Passage provided >>
┄┄┄┄┄┄┄┄┄┄

I was given the opportunity to attend an AVID conference last week in Palm Desert, CA. It was being held in a nice hotel, about 2 hours away from where I lived. I had never been there, so I was going to need directions.
In the past, I would pull out a map or look it up online. This time, however, all I did was speak into my iPhone, and I was given step-by-step, turn-by-turn directions by this really nice lady, with a very pleasant and calm voice.
I love Siri.
On my drive over to the conference, I was listening to this lady in my iPhone, and I was thinking, “I wish all teachers could be like her.”
I know you’re thinking I’m a little nuts right now, but that iPhone lady really has some important qualities that if teachers would adopt in their classrooms, our kids would be a little more successful.
Let me explain.
How Teachers can Learn from the Lady in the Iphone
1. She’s always in a good mood and ready to help.
The lady in the iPhone never says, “No,” when I ask for directions. She never says, “I’m kind of busy right now. Just wait, or come back later.” She never says, “Now is a bad time. I have a lot of stuff on my plate at the moment. Can you come back tomorrow?”
I can always count on the lady in the iPhone to be willing to help. I can count on her to help me – anytime.
I wish all teachers were like this. Right?
I know there were times when I didn’t give all my attention to students who asked for help. I was too busy writing an email or getting my lesson ready.
Amazing teachers are always in a good mood and ready to help.
I remember hearing about a teacher who would put a happy face or a sad face on the white board each morning depending on what mood she was in. Students knew if they saw a happy face, it was going to be a good day. If they saw a sad face on the whiteboard, they had better not ask for help on that day. This is not what amazing teachers do.
Amazing teachers leave their negative emotions outside the door, and give their students a good day every day.
2. She is always willing to recalculate your route if you miss a turn.
This is what I really love about the lady in my iPhone. Sometimes, I don’t take the street that she wants me to take. Most of the time, it’s because I’m not paying attention, and I just miss the turn. In those times, I don’t have to worry about her scolding me or giving me a 5-minute lecture on the importance of following directions. She has never said, “Sam, this is the third time you have not followed my directions. You never listen. I’m done with you. If you want to get to your destination, you’re going to have to get there yourself. I’m out of here. Good luck.”
All the lady does is recalculate based on where I am.
She will identify where I am, and create a new route to get me to where I want to go.

┄┄┄┄┄┄┄┄┄┄

Exercise data >>

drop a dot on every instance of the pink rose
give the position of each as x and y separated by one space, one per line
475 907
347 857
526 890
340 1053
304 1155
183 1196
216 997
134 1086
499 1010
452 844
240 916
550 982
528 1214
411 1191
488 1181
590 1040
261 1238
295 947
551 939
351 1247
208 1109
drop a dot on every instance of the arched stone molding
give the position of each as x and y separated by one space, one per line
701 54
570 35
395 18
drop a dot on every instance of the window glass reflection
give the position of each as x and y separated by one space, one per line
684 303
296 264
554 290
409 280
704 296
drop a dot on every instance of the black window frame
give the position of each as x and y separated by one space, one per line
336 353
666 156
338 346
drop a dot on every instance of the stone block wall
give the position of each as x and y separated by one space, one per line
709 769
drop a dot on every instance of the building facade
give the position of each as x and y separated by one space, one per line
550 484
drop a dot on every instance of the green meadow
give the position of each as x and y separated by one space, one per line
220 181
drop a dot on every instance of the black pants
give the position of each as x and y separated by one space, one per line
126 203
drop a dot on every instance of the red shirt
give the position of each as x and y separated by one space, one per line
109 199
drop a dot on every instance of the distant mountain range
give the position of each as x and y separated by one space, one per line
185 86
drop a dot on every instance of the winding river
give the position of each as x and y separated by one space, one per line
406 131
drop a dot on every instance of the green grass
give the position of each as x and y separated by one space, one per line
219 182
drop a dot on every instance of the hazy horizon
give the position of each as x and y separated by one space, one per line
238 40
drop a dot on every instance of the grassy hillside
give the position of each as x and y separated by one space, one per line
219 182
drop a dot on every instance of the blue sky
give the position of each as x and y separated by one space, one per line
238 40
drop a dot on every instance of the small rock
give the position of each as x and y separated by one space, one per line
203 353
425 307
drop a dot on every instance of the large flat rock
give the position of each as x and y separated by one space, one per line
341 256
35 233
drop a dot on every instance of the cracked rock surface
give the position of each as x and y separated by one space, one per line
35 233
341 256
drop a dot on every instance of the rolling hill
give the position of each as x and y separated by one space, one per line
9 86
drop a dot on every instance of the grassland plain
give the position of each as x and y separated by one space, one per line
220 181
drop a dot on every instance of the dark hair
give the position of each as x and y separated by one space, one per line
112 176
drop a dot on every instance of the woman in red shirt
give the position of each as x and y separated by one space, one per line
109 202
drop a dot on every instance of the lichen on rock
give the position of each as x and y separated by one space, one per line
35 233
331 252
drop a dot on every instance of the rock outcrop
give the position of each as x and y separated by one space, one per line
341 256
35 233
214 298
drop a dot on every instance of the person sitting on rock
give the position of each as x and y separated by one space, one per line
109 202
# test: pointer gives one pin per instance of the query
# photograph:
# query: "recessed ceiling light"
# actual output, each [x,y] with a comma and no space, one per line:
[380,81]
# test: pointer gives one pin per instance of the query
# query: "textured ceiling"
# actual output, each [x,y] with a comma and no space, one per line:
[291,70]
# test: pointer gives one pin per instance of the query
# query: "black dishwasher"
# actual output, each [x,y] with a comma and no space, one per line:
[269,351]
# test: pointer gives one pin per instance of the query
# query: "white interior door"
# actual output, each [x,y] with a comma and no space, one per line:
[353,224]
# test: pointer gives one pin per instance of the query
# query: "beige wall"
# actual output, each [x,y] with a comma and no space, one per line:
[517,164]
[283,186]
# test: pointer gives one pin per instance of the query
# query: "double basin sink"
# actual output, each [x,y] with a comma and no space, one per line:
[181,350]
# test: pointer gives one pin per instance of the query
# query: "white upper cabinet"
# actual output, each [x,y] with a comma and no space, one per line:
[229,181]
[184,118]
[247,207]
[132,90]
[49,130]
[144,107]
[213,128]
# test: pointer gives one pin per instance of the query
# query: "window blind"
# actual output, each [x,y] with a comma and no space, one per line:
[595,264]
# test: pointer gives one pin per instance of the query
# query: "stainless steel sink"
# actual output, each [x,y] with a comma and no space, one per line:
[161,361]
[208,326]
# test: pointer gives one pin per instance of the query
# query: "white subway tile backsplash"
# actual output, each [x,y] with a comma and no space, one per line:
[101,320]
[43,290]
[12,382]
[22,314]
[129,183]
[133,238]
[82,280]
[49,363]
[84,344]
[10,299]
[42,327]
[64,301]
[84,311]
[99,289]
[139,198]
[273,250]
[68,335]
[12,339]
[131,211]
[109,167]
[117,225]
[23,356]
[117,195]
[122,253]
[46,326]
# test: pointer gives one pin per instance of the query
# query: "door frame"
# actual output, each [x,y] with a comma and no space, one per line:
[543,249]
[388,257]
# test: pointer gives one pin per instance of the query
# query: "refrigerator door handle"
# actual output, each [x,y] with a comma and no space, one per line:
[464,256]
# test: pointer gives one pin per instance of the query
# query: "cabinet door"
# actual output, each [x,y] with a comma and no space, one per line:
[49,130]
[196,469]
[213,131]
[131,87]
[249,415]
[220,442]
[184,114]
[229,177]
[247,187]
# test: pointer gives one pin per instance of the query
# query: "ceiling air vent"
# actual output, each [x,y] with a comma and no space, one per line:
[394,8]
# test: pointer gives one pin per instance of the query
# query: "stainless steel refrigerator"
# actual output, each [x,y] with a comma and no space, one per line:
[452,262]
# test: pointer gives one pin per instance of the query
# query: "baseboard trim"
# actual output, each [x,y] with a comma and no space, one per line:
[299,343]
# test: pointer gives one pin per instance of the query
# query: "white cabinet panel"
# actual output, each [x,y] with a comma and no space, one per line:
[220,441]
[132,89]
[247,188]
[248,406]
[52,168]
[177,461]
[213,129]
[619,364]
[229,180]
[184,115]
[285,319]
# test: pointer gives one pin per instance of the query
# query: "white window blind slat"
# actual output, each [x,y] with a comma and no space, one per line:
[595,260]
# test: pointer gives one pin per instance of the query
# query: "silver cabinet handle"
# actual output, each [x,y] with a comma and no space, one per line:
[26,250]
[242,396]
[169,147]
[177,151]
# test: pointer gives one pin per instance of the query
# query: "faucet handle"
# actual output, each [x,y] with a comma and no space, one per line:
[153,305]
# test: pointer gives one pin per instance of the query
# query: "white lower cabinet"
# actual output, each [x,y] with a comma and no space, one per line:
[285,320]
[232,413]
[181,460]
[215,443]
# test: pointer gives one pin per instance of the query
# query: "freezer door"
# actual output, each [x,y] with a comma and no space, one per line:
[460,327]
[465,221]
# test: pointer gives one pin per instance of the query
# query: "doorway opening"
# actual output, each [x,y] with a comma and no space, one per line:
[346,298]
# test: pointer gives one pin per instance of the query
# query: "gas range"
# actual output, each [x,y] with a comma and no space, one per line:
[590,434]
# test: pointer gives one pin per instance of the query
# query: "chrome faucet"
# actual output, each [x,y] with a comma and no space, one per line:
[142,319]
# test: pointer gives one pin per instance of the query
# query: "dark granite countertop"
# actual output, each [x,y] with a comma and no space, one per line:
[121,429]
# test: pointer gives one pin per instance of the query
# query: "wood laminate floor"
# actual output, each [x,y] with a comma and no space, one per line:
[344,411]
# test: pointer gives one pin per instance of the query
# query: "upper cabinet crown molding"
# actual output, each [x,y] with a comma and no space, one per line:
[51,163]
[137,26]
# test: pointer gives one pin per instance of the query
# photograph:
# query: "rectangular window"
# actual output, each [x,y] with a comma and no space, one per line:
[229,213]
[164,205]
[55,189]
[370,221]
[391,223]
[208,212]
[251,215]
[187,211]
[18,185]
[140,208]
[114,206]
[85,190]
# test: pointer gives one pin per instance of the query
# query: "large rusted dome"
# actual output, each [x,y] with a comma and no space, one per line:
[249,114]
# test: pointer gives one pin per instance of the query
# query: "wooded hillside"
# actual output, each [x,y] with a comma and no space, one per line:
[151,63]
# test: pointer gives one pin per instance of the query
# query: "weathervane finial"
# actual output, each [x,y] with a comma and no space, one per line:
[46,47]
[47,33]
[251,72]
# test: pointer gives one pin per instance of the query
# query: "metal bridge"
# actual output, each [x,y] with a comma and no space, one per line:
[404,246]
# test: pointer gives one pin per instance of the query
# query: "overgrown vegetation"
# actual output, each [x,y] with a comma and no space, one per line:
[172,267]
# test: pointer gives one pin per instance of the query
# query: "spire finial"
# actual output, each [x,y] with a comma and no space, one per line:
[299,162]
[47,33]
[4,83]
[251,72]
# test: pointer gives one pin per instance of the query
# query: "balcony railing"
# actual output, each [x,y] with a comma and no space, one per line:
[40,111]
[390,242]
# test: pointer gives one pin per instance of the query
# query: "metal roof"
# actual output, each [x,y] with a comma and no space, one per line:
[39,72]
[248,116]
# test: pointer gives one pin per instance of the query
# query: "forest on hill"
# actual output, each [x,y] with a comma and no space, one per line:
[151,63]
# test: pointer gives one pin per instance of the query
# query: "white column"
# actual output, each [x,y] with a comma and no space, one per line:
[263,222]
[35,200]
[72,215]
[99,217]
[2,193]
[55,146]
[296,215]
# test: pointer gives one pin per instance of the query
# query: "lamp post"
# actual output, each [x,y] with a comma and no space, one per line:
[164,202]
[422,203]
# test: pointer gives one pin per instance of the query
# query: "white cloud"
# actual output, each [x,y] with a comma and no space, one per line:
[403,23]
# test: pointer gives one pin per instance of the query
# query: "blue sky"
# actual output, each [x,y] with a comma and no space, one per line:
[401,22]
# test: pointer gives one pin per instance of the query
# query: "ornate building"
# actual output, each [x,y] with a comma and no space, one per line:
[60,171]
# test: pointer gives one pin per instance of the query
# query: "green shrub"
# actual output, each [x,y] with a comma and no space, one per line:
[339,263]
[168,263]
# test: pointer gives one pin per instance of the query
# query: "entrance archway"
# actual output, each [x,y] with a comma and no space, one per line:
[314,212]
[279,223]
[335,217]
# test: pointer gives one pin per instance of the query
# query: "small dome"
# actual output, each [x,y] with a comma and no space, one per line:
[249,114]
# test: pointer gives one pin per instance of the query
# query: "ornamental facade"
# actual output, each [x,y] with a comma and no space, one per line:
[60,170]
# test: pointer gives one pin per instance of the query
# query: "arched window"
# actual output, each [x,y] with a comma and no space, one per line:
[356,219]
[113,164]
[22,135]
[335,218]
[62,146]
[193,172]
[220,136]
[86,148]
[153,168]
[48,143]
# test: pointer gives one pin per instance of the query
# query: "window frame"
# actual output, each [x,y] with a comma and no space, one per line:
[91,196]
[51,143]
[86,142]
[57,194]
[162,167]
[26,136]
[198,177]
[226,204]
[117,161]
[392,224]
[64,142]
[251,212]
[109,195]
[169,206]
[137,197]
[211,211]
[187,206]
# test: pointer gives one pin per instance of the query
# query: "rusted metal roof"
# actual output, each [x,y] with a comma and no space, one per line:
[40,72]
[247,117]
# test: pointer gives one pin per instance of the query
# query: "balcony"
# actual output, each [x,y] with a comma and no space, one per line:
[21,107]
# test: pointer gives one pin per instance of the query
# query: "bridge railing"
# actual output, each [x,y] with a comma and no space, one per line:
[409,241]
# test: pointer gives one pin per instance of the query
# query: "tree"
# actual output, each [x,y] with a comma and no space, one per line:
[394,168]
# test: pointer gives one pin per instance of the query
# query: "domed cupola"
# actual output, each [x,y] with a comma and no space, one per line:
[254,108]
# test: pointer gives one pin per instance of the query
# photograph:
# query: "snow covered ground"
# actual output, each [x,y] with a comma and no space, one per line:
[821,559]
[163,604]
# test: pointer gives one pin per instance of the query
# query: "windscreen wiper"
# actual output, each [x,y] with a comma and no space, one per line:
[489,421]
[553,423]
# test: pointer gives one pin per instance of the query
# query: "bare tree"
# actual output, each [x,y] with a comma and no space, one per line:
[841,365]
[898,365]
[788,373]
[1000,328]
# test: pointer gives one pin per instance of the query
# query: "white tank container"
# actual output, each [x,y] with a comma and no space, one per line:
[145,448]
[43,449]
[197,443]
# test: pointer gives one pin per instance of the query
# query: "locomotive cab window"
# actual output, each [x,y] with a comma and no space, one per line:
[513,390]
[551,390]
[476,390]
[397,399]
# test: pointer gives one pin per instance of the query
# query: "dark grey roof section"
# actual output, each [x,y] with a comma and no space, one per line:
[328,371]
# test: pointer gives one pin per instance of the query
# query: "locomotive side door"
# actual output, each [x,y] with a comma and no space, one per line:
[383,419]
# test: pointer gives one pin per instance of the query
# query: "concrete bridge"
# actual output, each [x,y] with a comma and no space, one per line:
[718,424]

┄┄┄┄┄┄┄┄┄┄

Task list >>
1. In the post on teachers and the lady in the iPhone, what does the teacher described in the first point put on the whiteboard each morning?
2. Carry the post on teachers and the lady in the iPhone forward from its last sentence, keeping its voice and style.
The rows come from a different source than the post on teachers and the lady in the iPhone.

Activity answers >>
1. She put a happy face or a sad face on the whiteboard, depending on what mood she was in.

2.
It might take me longer to get there, now that I made a wrong turn, but the lady in my iPhone calmly and patiently gives me the new directions.
Why can’t all teachers be like this?
I remember giving these why-it’s-important-to-listen-to-me lectures. A student would not follow my instructions on a project, and I would get frustrated and start my soliloquy.
Amazing teachers know that some students get lost along the way. They make poor decisions and end up further away from where they need to be. Amazing teachers understand that students are at different locations in their education, and one set of directions doesn’t fit all.
3. She wants to get me to my destination as much as I do.
Unless my battery runs out, I know that the lady in my iPhone will keep giving me directions on how I can get to my destination. It’s like she wants to get me to where I want to go as much as I do.
If I want to go to Beverly Hills, the lady in my iPhone doesn’t ask me, “Why?”
She doesn’t say, “Sam that’s a city for the rich folk. Why are you going there? Don’t tell me you’re going to go shopping.”
She doesn’t say, “Let’s be realistic.”
No. She just starts giving me directions.
Why can’t all teachers be like this?
There are students in our classes who are used to getting poor grades, or they have a reputation for getting in trouble. Maybe they have a learning disability or an unstable home life. We know that they want to be successful just as much as any other student. They might not admit it, but we know that they would love to get one of those honor student awards that we give out at the end of each term.
They also want to get to the Beverly Hills of education, and we have to want it as much as they do.
We can’t automatically accept the let’s-be-realistic attitude when it comes to these students.
Amazing teachers believe in ALL their students, even the ones who don’t believe in themselves.
I would encourage you to be a little more like the lady in my iPhone. I know that sounds a little out there, but you know what I mean. Let’s be willing to do what ever is necessary to help our kids get to their destination.